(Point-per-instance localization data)
········
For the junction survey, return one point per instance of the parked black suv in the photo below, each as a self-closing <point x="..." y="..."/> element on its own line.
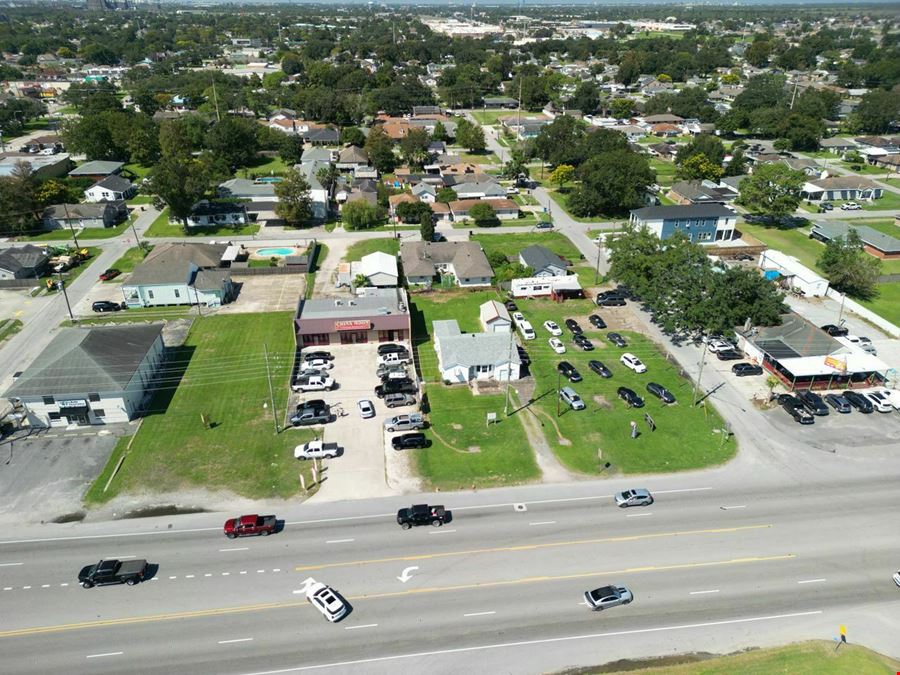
<point x="401" y="386"/>
<point x="660" y="392"/>
<point x="599" y="368"/>
<point x="630" y="397"/>
<point x="409" y="441"/>
<point x="573" y="326"/>
<point x="422" y="514"/>
<point x="596" y="321"/>
<point x="835" y="331"/>
<point x="617" y="339"/>
<point x="568" y="371"/>
<point x="858" y="401"/>
<point x="813" y="402"/>
<point x="742" y="369"/>
<point x="106" y="306"/>
<point x="583" y="342"/>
········
▸ **WHAT THE TASK REQUIRES**
Output the entries above exactly, without their pictures.

▸ **OUTPUT OF THE TASK**
For the junction survey, return one point per instance of the parked black suv in the photo below, each as a self-closing <point x="..." y="..."/> element on its own line.
<point x="401" y="386"/>
<point x="660" y="392"/>
<point x="599" y="368"/>
<point x="630" y="397"/>
<point x="409" y="441"/>
<point x="573" y="326"/>
<point x="422" y="514"/>
<point x="596" y="321"/>
<point x="835" y="331"/>
<point x="617" y="339"/>
<point x="568" y="371"/>
<point x="858" y="401"/>
<point x="813" y="402"/>
<point x="742" y="369"/>
<point x="106" y="306"/>
<point x="583" y="342"/>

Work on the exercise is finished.